- **Set problem**
Reproduce all of the lines below, substituting "marker" for every occurrence of "pin" and leaving everything else unchanged.

- **Entries shown**
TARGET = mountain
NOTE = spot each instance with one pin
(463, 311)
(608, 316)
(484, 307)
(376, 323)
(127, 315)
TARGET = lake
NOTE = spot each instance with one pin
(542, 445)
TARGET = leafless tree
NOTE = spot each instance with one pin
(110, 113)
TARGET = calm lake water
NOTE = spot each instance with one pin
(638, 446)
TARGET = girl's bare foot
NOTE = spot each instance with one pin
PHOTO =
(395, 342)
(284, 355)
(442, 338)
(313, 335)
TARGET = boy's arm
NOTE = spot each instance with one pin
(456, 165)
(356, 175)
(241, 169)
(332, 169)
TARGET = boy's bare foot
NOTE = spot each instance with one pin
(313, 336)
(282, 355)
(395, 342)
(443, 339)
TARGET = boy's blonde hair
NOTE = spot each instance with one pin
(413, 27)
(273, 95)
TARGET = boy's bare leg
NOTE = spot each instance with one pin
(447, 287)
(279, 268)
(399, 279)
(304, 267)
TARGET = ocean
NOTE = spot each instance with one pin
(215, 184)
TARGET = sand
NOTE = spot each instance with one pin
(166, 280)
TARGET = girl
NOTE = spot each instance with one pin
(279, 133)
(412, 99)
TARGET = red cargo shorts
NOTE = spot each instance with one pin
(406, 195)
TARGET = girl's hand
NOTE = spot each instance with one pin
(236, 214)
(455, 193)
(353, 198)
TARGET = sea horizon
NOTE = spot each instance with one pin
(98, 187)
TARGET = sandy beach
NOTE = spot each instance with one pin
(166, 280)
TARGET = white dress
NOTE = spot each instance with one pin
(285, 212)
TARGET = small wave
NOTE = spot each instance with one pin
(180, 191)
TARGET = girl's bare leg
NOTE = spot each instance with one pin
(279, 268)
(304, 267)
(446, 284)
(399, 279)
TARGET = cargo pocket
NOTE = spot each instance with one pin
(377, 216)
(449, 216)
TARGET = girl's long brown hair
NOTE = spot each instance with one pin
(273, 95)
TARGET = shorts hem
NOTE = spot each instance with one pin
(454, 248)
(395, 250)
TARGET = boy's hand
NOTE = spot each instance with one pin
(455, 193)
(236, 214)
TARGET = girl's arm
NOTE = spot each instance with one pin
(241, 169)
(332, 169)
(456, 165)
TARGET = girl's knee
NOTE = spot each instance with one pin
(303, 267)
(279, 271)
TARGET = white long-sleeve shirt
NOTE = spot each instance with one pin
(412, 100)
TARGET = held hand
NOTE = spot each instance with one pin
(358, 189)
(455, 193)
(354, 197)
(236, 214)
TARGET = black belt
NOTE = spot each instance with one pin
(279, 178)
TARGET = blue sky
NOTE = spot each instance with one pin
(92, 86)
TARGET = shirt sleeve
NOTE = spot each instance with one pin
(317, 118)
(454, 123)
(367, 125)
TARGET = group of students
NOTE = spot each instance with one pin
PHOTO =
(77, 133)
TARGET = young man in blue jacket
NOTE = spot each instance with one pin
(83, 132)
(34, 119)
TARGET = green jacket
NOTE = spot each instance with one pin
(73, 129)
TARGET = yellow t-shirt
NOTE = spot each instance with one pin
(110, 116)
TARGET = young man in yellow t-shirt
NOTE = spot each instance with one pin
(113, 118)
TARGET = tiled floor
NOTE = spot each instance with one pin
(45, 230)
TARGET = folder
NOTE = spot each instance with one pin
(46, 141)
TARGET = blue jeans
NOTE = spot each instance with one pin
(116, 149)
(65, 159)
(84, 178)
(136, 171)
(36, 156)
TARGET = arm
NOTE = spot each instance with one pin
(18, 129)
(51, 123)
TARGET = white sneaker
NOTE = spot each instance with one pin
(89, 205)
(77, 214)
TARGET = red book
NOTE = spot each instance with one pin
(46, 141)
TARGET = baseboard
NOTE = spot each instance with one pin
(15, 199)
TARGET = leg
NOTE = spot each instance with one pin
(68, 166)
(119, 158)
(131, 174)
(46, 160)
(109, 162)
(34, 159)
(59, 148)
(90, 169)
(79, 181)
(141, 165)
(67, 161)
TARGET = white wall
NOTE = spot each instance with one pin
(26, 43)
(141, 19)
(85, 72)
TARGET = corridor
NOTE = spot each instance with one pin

- **Answer to the exercise**
TARGET = mountain
NOTE = spot each instance with one marker
(463, 311)
(608, 316)
(484, 307)
(376, 323)
(127, 315)
TARGET = lake
NOTE = spot each instance with one marker
(542, 445)
TARGET = leafless tree
NOTE = spot each instance with one marker
(110, 113)
TARGET = calm lake water
NOTE = spot each instance with one marker
(638, 446)
TARGET = girl's bare foot
NOTE = spot each instance with one marker
PHOTO =
(395, 342)
(284, 355)
(442, 338)
(313, 335)
TARGET = boy's arm
NOTE = spot each instance with one marker
(456, 165)
(356, 175)
(241, 169)
(332, 169)
TARGET = boy's bare foot
NOTE = spot each instance with one marker
(313, 336)
(282, 355)
(395, 342)
(443, 339)
TARGET = boy's blonde hair
NOTE = spot each instance with one marker
(413, 27)
(273, 95)
TARGET = boy's bare leg
NOTE = spot each instance with one marker
(447, 287)
(279, 268)
(399, 279)
(304, 267)
TARGET = ocean
NOTE = spot each instance with one marker
(215, 184)
TARGET = sand
NOTE = spot each instance with one marker
(166, 280)
TARGET = girl
NOTE = spot each instance with one marker
(279, 133)
(412, 99)
TARGET = red cargo shorts
NOTE = spot each instance with one marker
(406, 195)
TARGET = girl's hand
NOTE = spot each instance with one marker
(236, 214)
(455, 193)
(353, 198)
TARGET = sea horizon
NOTE = spot each instance with one marker
(98, 187)
TARGET = sandy beach
NOTE = spot each instance with one marker
(166, 280)
TARGET = white dress
NOTE = spot each instance with one marker
(285, 212)
TARGET = small wave
NOTE = spot each instance with one marker
(180, 191)
TARGET = girl's bare leg
NOTE = spot each instance with one marker
(279, 268)
(304, 267)
(446, 284)
(399, 279)
TARGET = cargo pocket
NOTE = spot each instance with one marker
(377, 216)
(449, 216)
TARGET = girl's long brown hair
NOTE = spot each instance with one marker
(273, 95)
TARGET = shorts hem
NOTE = spot each instance with one marker
(454, 248)
(395, 250)
TARGET = boy's hand
NOTE = spot each instance with one marker
(455, 193)
(236, 214)
TARGET = girl's arm
NOTE = spot each instance with one marker
(241, 169)
(332, 169)
(456, 165)
TARGET = girl's knee
NOTE = spot each instance with one marker
(303, 267)
(279, 271)
TARGET = white long-sleeve shirt
NOTE = spot each instance with one marker
(412, 100)
TARGET = held hand
NOTE = spot each instance with one marker
(358, 189)
(455, 193)
(354, 197)
(236, 214)
TARGET = black belt
NOTE = spot each instance with one marker
(279, 178)
TARGET = blue sky
NOTE = spot each instance with one marker
(92, 86)
TARGET = shirt sleeve
NOTE = spot each instance with one marker
(317, 118)
(454, 123)
(367, 125)
TARGET = group of students
NOTE = spot each instance with one marker
PHOTO =
(77, 133)
TARGET = young man in blue jacket
NOTE = spot each instance with one marker
(83, 132)
(34, 119)
TARGET = green jacket
NOTE = spot each instance with one marker
(73, 129)
TARGET = yellow t-shirt
NOTE = spot each instance with one marker
(110, 116)
TARGET = young man in yellow t-shirt
NOTE = spot each instance with one marker
(113, 118)
TARGET = tiled floor
NOTE = spot each instance with one marker
(45, 230)
TARGET = folder
NOTE = spot each instance with one marker
(46, 141)
TARGET = blue jeans
NOTE = spot each instance with one marker
(116, 149)
(65, 159)
(84, 178)
(136, 171)
(36, 156)
TARGET = arm
NOTE = spot each instance with one marker
(18, 129)
(51, 123)
TARGET = white sneaker
NOTE = spot each instance with one marker
(89, 205)
(77, 214)
TARGET = red book
NOTE = spot each instance with one marker
(46, 141)
TARGET = baseboard
NOTE = spot each instance with one marker
(15, 199)
TARGET = leg
NOTE = spot each instance with one marker
(68, 166)
(119, 158)
(131, 174)
(46, 160)
(109, 162)
(34, 159)
(59, 148)
(90, 169)
(79, 181)
(141, 165)
(67, 161)
TARGET = white wall
NOTE = spot each instance with one marker
(26, 43)
(141, 19)
(85, 72)
TARGET = corridor
NOTE = spot each instance with one marker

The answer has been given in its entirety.